■ Excerpt to read ■
#####
The sureness of shot, the fluency of cue action were missing. In short, he was out of form and up against it against Darren Morgan's solid potting in the second round. He put up a good front with the odd burst of points but behind it there was no confidence that he would make a decisive break when given the chance.

"It would have been an injustice if I'd won," he said after his 13-12 defeat. "Darren was playing 10 times better than me. I know how good a player he is and that he would punish my mistakes."

O'Sullivan will, barring another maximum this week, take home pounds 165,000 for his 147 and a major feeling of dissatisfaction. This is the man, after all, who was being talked of as the youngest world champion when he won his first 38 professional matches. At 21 that has eluded him, and another has passed without him getting close to the world title.

The world No 8 has been to the Crucible four times now, and the graph of his performances implied he would reach the final. Since 1993 he has gone one round better on each visit until this year when the line has gone downwards.

"Ronnie's talent is one of the greatest I have ever come across," Stephen Hendry said of the tiro after he had beaten him in the quarter-finals two years ago. "I don't think he'll waste it." Now the future does not seem so sure. O'Sullivan aspires to be the next Hendry; the fear that he might become the next Jimmy White is beginning to be voiced.

White, the waif that strayed, has been to six world finals and not won once and while O'Sullivan does not have the appetite for life's vices that the Whirlwind has, he has shown a worrying tendency to find snooker a chore. More than once he has announced his intention to retire only to draw back from the edge.

"All I can do now is go home, have a rest, take a holiday and hope that I can sort it all out," O'Sullivan said. "I'm really struggling to find some consistency."

A crash course of Hendry's obsessive capacity to practise would help, of course, which is precisely what John Higgins has been trying to find in the build-up to Sheffield. He acknowledges he will not be able to match the six-times world champion unless he works as hard and since January he has tried to curtail his natural wish to socialise.
#####
■ Items ■
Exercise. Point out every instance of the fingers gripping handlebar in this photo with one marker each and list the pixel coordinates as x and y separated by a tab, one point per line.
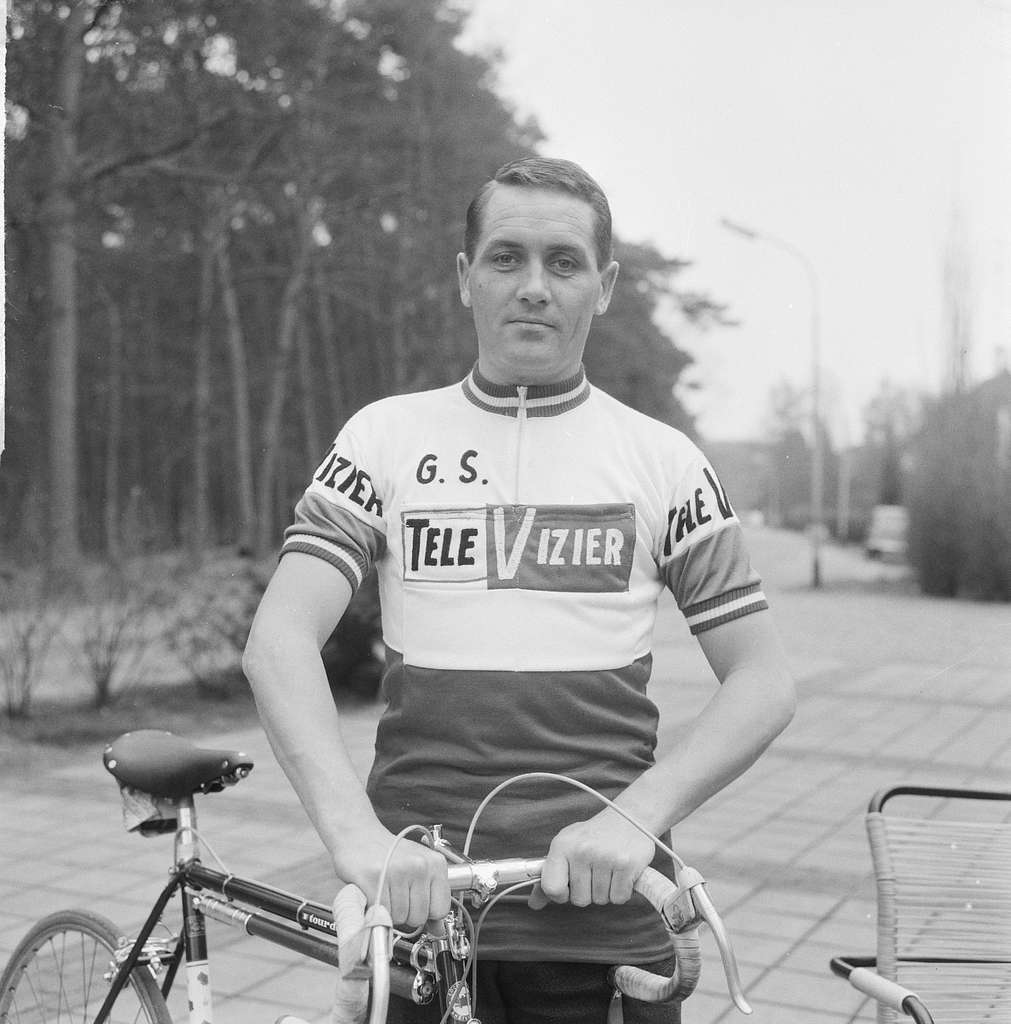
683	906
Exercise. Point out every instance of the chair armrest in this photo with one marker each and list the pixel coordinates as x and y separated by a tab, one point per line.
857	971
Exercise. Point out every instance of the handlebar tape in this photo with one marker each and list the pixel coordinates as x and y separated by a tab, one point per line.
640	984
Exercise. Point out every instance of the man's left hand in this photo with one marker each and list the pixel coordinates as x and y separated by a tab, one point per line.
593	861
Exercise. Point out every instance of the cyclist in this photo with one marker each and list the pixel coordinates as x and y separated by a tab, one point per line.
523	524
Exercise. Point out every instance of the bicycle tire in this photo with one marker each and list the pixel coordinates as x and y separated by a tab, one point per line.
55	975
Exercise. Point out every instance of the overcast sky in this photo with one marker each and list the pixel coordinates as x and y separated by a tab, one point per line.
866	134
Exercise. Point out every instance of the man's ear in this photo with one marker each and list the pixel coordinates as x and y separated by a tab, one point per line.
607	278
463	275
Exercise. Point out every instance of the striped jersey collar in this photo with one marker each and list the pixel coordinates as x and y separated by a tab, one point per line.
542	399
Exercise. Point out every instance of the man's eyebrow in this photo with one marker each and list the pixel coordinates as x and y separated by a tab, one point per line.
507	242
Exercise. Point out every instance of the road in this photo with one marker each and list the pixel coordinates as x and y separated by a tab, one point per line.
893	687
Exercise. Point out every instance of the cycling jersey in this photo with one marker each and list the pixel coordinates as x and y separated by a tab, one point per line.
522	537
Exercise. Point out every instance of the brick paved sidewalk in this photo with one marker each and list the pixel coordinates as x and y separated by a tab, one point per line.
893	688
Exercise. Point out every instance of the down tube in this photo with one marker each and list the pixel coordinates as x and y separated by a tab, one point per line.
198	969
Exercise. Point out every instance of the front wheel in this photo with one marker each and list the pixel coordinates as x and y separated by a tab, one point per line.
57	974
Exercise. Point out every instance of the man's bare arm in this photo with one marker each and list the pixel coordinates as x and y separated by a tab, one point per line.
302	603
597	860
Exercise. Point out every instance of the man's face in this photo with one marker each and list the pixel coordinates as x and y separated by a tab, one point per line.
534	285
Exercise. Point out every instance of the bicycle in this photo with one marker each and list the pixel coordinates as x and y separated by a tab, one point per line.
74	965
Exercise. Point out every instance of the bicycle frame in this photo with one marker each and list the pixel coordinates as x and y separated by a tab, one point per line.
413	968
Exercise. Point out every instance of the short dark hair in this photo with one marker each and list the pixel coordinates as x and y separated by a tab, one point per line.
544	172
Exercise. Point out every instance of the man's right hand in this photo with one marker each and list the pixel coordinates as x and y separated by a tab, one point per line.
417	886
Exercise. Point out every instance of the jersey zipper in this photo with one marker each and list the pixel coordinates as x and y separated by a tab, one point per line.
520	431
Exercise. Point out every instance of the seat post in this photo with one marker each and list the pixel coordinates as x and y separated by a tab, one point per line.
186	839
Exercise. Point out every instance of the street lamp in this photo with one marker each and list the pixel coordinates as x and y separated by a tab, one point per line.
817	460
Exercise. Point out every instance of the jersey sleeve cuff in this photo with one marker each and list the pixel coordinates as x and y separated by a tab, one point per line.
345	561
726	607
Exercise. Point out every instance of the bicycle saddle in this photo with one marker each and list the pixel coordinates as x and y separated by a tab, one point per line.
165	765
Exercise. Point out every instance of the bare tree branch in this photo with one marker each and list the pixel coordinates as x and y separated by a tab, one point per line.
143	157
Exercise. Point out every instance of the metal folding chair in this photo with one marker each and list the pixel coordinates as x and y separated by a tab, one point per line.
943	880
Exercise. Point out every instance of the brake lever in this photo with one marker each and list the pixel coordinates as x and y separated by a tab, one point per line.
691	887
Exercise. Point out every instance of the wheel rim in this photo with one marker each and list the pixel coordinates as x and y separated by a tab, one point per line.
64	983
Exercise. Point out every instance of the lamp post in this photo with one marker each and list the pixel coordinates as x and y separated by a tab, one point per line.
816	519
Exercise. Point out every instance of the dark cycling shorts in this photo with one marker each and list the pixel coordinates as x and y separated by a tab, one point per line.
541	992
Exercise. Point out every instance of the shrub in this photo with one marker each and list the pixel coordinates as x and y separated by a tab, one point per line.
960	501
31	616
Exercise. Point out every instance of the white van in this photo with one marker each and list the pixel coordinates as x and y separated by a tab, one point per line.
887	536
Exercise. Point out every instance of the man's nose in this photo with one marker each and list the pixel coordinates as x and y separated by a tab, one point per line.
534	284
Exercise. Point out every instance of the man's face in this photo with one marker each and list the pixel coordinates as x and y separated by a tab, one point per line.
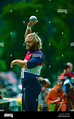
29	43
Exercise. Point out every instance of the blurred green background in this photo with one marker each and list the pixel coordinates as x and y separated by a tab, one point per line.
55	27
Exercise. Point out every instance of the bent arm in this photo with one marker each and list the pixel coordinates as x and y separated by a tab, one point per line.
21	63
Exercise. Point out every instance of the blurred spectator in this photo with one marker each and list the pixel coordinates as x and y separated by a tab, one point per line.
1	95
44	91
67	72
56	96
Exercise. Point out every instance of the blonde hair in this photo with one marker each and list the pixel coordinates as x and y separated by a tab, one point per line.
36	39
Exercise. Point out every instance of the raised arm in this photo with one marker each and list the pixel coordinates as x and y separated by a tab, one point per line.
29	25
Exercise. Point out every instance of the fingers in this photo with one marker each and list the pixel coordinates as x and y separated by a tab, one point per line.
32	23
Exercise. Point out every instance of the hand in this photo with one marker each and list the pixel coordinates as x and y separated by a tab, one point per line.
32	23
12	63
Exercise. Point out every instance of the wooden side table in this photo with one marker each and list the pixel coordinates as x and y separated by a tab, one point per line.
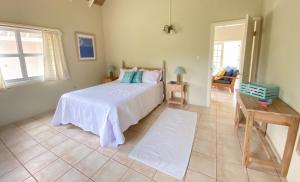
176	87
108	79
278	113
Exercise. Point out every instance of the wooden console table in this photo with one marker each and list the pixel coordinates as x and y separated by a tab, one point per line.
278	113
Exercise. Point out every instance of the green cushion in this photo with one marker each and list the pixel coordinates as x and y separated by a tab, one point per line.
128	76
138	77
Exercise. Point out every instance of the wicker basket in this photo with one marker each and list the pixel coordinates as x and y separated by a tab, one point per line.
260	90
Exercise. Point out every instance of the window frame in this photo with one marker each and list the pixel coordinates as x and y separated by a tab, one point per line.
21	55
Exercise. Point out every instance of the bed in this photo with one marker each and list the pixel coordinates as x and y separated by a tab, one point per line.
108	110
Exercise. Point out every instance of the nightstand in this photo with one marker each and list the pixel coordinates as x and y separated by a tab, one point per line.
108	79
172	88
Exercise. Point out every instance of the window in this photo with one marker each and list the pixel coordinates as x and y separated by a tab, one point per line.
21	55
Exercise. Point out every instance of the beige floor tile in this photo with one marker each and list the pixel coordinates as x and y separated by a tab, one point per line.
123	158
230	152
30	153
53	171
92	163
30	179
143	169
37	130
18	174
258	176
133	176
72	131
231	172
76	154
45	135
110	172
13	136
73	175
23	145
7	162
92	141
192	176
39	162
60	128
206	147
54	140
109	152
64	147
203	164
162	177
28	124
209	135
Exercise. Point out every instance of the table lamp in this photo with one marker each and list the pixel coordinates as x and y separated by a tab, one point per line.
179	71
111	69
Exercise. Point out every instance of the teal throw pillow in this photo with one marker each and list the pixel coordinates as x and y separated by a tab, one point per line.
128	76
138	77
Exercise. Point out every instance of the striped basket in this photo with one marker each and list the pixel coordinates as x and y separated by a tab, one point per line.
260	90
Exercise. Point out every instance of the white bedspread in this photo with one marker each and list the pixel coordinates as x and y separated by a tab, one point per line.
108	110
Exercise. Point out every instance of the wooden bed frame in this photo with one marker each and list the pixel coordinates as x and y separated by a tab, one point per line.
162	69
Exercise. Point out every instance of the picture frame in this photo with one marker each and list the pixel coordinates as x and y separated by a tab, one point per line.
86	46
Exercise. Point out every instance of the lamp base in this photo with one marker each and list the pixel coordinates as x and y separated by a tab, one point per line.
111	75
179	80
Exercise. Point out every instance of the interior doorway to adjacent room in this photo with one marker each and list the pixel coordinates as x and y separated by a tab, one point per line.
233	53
#####
■ Things to do ■
(a) According to the snooker article, what was the score when O'Sullivan lost to Darren Morgan?
(b) Say whether each statement agrees with the snooker article, and quote the words that decide it: (i) Jimmy White has reached six world finals without winning any of them. (ii) O'Sullivan has been to the Crucible five times. (iii) Hendry beat O'Sullivan in the semi-finals two years ago.
Answer from the snooker article alone, not from the rows.

■ Solutions to the exercise ■
(a) 13-12

(b)
(i) Yes: "has been to six world finals and not won once"
(ii) No: "has been to the Crucible four times now"
(iii) No: "after he had beaten him in the quarter-finals two years ago"